* **Zu erledigen**:
Liefere jede Zeile aus dem folgenden Material, in der das Wort „green“ vorkommt.

++++ Angezeigte Einträge

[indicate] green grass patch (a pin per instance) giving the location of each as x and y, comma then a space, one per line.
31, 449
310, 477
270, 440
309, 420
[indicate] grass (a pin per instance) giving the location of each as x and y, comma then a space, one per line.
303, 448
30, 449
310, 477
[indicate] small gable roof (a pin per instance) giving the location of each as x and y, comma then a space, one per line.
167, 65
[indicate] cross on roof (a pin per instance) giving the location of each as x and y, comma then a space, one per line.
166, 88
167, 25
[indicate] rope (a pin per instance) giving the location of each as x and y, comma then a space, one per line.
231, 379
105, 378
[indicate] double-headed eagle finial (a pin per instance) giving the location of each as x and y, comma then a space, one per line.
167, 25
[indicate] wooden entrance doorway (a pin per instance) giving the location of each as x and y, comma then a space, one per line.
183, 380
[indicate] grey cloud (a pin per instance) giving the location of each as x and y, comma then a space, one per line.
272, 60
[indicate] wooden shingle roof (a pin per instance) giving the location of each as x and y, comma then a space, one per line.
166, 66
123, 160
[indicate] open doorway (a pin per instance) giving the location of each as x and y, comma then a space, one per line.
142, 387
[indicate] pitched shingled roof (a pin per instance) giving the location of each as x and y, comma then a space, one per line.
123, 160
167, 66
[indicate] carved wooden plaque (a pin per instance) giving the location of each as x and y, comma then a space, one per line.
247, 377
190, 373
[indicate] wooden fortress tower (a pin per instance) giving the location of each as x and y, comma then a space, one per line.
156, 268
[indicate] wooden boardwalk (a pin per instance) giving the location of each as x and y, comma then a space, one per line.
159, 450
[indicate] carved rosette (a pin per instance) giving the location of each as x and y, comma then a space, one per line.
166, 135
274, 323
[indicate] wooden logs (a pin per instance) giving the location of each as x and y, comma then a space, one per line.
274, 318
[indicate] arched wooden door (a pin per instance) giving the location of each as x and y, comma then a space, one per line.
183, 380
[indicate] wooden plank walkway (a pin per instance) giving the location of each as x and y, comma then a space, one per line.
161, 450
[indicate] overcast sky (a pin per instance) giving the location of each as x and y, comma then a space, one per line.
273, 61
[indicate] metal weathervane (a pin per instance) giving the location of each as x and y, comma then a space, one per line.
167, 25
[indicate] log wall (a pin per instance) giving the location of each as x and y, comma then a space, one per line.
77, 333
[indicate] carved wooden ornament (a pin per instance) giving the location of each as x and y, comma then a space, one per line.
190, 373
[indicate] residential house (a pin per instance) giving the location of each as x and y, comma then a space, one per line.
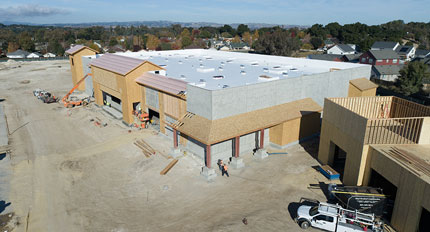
341, 49
385, 45
239, 46
327, 57
380, 57
353, 58
386, 72
421, 53
34, 55
18, 54
48, 55
406, 52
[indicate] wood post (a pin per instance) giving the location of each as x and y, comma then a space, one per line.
236, 146
261, 138
208, 156
175, 138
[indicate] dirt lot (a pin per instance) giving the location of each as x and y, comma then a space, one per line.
71, 175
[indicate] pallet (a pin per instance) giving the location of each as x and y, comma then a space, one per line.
329, 172
168, 167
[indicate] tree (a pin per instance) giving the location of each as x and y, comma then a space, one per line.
411, 78
113, 42
316, 42
12, 46
241, 29
277, 43
236, 39
25, 41
246, 37
152, 42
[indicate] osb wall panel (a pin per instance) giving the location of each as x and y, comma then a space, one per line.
79, 73
295, 129
105, 78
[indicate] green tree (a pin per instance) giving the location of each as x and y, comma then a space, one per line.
411, 78
316, 42
277, 43
242, 28
25, 41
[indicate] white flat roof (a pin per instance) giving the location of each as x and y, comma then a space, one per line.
212, 69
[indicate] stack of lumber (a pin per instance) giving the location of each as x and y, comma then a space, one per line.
145, 147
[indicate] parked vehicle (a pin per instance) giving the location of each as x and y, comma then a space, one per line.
332, 217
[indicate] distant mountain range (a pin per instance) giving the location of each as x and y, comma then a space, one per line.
160, 23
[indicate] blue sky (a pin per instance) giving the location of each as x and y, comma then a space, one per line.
302, 12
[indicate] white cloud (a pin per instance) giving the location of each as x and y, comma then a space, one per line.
29, 10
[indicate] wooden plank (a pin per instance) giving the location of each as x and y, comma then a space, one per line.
168, 167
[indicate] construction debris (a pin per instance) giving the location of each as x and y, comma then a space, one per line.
168, 167
145, 147
44, 96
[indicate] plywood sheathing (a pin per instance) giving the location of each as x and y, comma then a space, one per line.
213, 131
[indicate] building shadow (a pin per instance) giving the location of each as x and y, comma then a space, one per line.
3, 205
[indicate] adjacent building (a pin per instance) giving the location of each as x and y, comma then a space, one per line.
380, 57
342, 49
386, 146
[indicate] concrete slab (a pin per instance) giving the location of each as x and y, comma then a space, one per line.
261, 154
237, 163
115, 113
208, 173
175, 153
4, 140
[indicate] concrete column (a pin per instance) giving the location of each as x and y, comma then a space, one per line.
208, 156
236, 146
261, 138
175, 138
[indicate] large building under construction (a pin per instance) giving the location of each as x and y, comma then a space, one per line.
219, 105
387, 146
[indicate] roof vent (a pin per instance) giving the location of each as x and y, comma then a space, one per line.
205, 70
218, 77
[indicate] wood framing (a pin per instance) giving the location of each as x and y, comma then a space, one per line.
75, 60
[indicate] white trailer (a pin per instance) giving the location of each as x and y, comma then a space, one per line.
332, 217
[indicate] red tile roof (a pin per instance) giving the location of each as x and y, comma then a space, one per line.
163, 83
117, 64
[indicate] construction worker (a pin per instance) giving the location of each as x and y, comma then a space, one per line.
220, 164
225, 170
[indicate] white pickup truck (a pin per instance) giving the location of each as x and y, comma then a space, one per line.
335, 218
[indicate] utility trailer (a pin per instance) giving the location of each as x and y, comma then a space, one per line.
363, 199
332, 217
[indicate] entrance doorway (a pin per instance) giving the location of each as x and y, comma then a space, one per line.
339, 160
378, 181
424, 224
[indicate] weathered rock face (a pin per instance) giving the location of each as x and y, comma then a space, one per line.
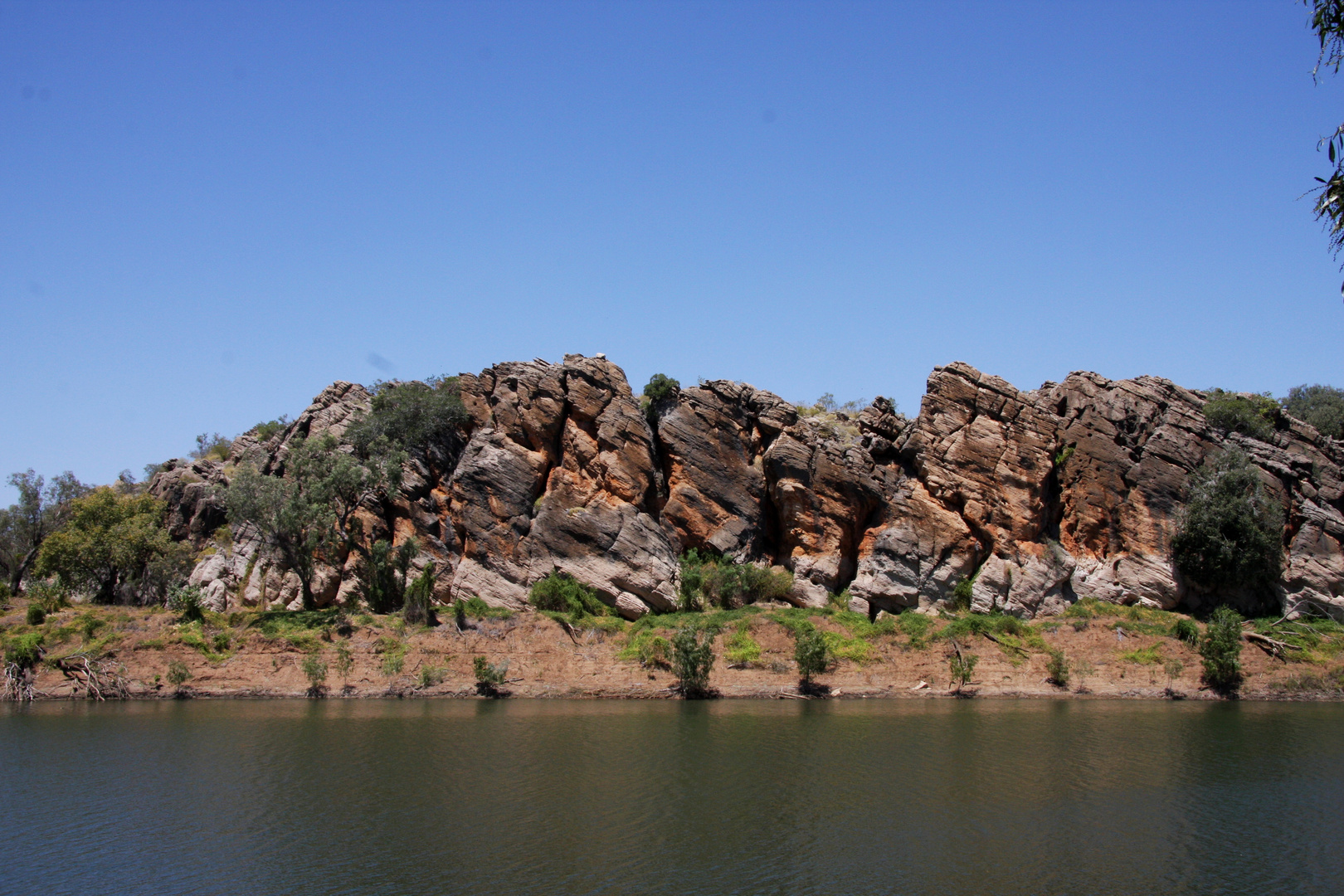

++++++++

* **Ergebnis**:
[indicate] green grass patch (a pin per instance) giving the location of each as x and y, comma then a space, one per line.
[indicate] green tree (a pin per instance) giving the location of each as x and y, comma then a space, one per line.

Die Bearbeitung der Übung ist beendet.